(Dataset items)
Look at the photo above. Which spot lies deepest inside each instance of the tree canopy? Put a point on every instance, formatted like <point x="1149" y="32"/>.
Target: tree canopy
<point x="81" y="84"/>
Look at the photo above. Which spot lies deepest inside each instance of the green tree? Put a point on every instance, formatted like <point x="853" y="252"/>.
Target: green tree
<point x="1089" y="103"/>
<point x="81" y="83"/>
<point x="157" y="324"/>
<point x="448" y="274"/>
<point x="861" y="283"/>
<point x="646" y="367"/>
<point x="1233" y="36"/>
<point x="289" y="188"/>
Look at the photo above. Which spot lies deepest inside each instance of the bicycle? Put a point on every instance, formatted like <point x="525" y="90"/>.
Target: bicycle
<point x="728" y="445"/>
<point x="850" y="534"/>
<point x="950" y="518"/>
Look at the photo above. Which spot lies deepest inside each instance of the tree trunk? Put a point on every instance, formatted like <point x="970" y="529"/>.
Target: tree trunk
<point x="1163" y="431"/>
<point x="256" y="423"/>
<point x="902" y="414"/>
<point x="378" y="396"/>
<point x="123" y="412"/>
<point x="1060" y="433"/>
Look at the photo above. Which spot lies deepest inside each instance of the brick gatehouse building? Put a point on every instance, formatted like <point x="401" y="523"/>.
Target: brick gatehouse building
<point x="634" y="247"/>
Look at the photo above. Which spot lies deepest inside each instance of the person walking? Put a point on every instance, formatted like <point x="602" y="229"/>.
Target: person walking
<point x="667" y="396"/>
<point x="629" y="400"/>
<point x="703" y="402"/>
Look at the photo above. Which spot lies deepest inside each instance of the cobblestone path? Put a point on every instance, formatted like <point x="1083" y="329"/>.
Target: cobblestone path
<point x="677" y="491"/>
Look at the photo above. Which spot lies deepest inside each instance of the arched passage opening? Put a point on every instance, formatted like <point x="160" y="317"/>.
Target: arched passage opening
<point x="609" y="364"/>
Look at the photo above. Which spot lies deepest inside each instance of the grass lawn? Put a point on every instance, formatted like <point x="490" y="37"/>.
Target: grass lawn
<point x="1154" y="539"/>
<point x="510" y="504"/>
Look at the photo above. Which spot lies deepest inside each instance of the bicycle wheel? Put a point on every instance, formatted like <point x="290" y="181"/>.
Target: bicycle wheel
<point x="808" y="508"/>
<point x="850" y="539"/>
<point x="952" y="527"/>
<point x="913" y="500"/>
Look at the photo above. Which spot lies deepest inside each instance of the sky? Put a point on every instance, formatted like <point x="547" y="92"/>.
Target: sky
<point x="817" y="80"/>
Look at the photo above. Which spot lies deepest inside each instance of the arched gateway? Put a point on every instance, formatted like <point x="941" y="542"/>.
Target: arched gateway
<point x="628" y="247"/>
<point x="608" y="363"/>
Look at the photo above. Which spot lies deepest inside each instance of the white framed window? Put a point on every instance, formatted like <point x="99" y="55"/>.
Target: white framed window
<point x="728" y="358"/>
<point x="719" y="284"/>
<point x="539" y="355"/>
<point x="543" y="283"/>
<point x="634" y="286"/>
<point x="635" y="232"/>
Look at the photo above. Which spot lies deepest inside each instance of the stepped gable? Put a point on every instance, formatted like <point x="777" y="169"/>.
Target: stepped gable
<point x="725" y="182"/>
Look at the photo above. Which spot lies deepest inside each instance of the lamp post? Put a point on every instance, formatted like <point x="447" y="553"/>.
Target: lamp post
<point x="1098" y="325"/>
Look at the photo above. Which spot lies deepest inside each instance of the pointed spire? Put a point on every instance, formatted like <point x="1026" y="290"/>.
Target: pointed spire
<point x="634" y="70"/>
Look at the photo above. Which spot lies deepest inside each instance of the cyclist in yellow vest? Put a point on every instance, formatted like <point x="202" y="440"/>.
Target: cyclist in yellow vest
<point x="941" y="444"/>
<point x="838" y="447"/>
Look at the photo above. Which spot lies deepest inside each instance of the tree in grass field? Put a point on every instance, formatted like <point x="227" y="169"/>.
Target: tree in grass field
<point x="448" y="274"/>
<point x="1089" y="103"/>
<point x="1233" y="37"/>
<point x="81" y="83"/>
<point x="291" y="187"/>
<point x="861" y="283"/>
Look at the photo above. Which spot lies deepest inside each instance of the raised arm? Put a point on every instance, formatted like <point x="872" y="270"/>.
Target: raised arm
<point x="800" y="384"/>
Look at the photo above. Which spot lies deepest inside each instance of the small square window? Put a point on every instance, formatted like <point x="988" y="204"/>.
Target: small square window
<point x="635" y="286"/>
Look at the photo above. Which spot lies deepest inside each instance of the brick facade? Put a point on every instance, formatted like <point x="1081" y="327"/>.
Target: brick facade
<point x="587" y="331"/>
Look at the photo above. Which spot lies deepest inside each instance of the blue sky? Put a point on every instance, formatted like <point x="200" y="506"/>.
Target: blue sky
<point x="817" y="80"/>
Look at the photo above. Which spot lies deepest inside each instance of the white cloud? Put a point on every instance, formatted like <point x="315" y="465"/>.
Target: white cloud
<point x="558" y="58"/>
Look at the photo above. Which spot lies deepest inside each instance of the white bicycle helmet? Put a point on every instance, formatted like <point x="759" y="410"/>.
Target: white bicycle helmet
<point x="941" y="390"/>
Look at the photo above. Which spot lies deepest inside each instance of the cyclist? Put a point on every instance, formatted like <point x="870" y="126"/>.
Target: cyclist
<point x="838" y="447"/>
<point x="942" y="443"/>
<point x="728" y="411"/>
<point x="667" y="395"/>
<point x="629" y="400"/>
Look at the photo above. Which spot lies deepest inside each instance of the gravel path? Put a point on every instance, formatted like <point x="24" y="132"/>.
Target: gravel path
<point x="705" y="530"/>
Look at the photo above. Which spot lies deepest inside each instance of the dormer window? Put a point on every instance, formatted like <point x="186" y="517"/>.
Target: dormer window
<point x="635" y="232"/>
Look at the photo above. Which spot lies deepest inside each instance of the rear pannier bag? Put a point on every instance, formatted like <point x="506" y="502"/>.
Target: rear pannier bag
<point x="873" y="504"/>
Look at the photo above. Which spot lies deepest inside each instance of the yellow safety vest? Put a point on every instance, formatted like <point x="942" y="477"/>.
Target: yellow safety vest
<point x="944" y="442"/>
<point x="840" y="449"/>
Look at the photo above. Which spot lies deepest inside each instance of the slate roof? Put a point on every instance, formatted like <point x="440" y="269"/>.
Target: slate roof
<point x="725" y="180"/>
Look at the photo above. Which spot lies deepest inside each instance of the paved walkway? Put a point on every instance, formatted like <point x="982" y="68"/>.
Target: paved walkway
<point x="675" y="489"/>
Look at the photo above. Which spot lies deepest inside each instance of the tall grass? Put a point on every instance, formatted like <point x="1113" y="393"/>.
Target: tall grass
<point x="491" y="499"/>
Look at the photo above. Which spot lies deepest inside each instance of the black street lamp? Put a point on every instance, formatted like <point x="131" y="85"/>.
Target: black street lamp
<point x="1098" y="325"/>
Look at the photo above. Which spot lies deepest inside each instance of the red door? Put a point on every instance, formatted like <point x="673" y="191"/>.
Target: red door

**TASK DETAILS:**
Copy each line of the records above that carries the word "door".

**EXERCISE SOLUTION:**
Look at the photo above. Which spot lies deepest inside each instance of the red door? Put a point on every instance, formatted like <point x="673" y="191"/>.
Target: red door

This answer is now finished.